• **THE RECORDS**
***

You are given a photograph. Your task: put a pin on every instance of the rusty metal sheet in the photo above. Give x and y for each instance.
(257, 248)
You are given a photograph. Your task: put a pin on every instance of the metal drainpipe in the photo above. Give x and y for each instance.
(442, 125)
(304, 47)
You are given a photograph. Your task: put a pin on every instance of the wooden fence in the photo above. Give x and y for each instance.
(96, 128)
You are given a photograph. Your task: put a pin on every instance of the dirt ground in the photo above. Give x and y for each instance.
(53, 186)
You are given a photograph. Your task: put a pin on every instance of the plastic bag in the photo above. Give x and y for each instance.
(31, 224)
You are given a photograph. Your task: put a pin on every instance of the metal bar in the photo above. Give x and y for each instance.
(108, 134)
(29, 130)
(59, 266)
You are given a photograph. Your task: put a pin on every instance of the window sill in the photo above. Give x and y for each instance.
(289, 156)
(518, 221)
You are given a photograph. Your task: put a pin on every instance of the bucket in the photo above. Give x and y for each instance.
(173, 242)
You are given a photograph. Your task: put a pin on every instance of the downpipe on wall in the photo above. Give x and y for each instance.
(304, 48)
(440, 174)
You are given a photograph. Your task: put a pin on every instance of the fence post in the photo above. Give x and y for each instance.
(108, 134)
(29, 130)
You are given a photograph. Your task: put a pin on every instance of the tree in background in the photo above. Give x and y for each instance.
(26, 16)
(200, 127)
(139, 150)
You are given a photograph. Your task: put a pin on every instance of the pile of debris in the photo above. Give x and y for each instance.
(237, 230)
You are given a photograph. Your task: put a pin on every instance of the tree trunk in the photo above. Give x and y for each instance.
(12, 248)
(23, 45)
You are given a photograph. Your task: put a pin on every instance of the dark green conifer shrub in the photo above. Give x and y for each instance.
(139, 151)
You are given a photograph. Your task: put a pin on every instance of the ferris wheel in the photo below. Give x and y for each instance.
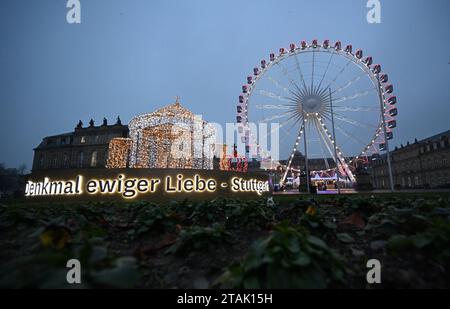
(327, 101)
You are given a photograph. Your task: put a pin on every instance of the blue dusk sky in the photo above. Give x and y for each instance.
(130, 57)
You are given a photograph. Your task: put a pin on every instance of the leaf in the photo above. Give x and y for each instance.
(399, 242)
(123, 275)
(302, 260)
(317, 242)
(421, 240)
(345, 238)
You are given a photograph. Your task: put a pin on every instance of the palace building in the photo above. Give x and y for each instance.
(421, 164)
(170, 137)
(85, 147)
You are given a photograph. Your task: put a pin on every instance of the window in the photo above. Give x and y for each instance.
(416, 181)
(55, 162)
(94, 159)
(81, 159)
(65, 161)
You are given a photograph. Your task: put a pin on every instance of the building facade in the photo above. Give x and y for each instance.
(422, 164)
(170, 137)
(85, 147)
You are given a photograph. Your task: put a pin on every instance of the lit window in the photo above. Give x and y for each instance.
(94, 159)
(81, 159)
(66, 160)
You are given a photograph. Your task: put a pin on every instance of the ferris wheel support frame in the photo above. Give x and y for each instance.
(387, 104)
(335, 142)
(388, 154)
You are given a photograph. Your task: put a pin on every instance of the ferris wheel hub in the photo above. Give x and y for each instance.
(312, 103)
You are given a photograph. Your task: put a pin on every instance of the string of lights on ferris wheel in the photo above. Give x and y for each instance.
(372, 70)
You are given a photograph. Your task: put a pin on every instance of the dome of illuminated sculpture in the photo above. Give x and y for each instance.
(170, 137)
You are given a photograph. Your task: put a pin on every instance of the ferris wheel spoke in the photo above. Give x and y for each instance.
(274, 96)
(326, 70)
(349, 83)
(321, 141)
(349, 135)
(353, 96)
(286, 74)
(278, 84)
(312, 72)
(297, 63)
(354, 122)
(274, 117)
(355, 109)
(337, 75)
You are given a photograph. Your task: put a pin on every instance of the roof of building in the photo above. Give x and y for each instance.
(437, 137)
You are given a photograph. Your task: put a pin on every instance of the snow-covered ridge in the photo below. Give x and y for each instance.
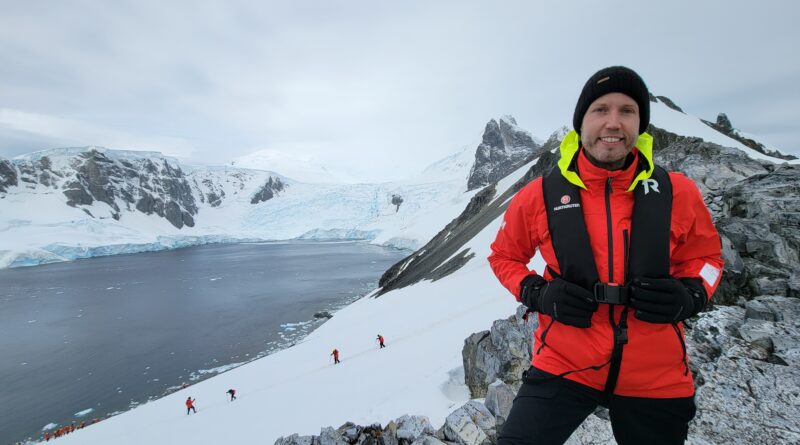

***

• **GIVEN TASK**
Rewrite all the records above with "put a pin on" changed to "mark" and everything else left as it is. Leave the pictures out of your answer.

• **SOLUTION**
You are given a photograph. Your task: mark every instance of the rusty metal sheet in the photo above. Give x and y for each instance.
(257, 248)
You are given a photograph. Your task: mark every instance of the metal drainpipe in the photo above. Give x and y for each instance.
(442, 125)
(304, 47)
You are given a photograph. Your task: mark every instance of the wooden fence in the photo above. Give x and y for each instance.
(96, 128)
You are given a photograph. Your task: mark every instance of the dirt ground in the photo above. Give x and y for each instance.
(53, 186)
You are given a photograph. Your task: mark every instance of the plastic bag in the photo above. Give x and y for each instance.
(31, 224)
You are given a photograph. Your task: mark every instance of the metal bar in the photo above. Give x and y for each instance.
(108, 134)
(29, 130)
(59, 266)
You are given a photograph. Your task: mark every instance of the window sill in the photo above. Give x and y for each instance.
(289, 156)
(518, 221)
You are given a photograph. Your task: mark every instance of the bucket in the photo above. Give x and y for each instance.
(173, 242)
You are given a photograph. Your task: mark every instance of the downpipe on wall in the photo above. Give x and y for each instance.
(304, 48)
(440, 174)
You are given a photograph. Your task: mark every instance of the fence post in the photo above. Give x and y for each instance.
(108, 134)
(29, 130)
You are given a photograph. Your task: mark every instance of the tree in background in the photo above. Give x and y for each instance.
(26, 16)
(200, 127)
(139, 150)
You are given a photograph. Your task: mark every instance of the pile of debris in the photo above. Give x and y for each instance.
(237, 230)
You are given a photograph. Your task: mark every instance of the tree trunk in the photo above. Give x and y for each instance.
(12, 248)
(23, 45)
You are given a photograph. Your task: mark every instance of the dark green conifer shrub in the photo above. Give x and y for each instance.
(139, 151)
You are given a photograph. Your task: mark every instance of the ferris wheel in the photo below. Give x and y for each instance.
(327, 101)
You are given a photograph. Your task: mark every instance of the blue dusk sky in the photo above. Give x and y for each instance.
(130, 57)
You are given a photograph. Your task: mark every instance of the leaf in the photo above. Give x and y for each instance.
(399, 242)
(123, 275)
(302, 260)
(317, 242)
(421, 240)
(345, 238)
You are given a photograph. Your task: mark every instance of the palace building in the photo above. Give x and y for each instance.
(421, 164)
(170, 137)
(85, 147)
You are given a photograph. Your task: mark every instance of the window in the photo above. Give x and y for each instance.
(416, 181)
(55, 162)
(94, 159)
(81, 159)
(65, 161)
You are given a photograph. Your task: mark every instance of the building facade in the photo above. Give x and y for each instance.
(422, 164)
(170, 137)
(85, 147)
You are given a photograph. Your task: mark every instance of the lit window in the photo above. Give x and y for each instance.
(94, 159)
(81, 159)
(66, 160)
You are given a photograph. Your task: mark every instance of the ferris wheel support frame in the photo above. Give x and y for each instance.
(387, 104)
(335, 142)
(388, 154)
You are given a photograph. Your task: mark every instance of the ferris wheel hub in the photo above. Give x and y for each instance.
(312, 103)
You are given a photograph. Your task: mark every instance of the string of lights on ferris wheel in the photo above. Give x and y for each instance.
(372, 70)
You are given a photograph. Your task: mark every instance of the dome of illuminated sculpture in the photo above. Give x and y for each instance.
(170, 137)
You are given a photograph. Your task: mark every instance of the ferris wheel spoke in the photo above. Give x and y for each instance.
(274, 96)
(326, 70)
(349, 83)
(321, 141)
(349, 135)
(353, 96)
(286, 74)
(278, 84)
(312, 72)
(297, 63)
(354, 122)
(274, 117)
(355, 109)
(337, 75)
You are given a photograph. Your task: mark every instance of the roof of building in the photo above. Give x and y for each instance.
(437, 137)
You are given a photograph. Your task: mark every instance of the snow-covered ridge in the photo below. Give x and y for each instance.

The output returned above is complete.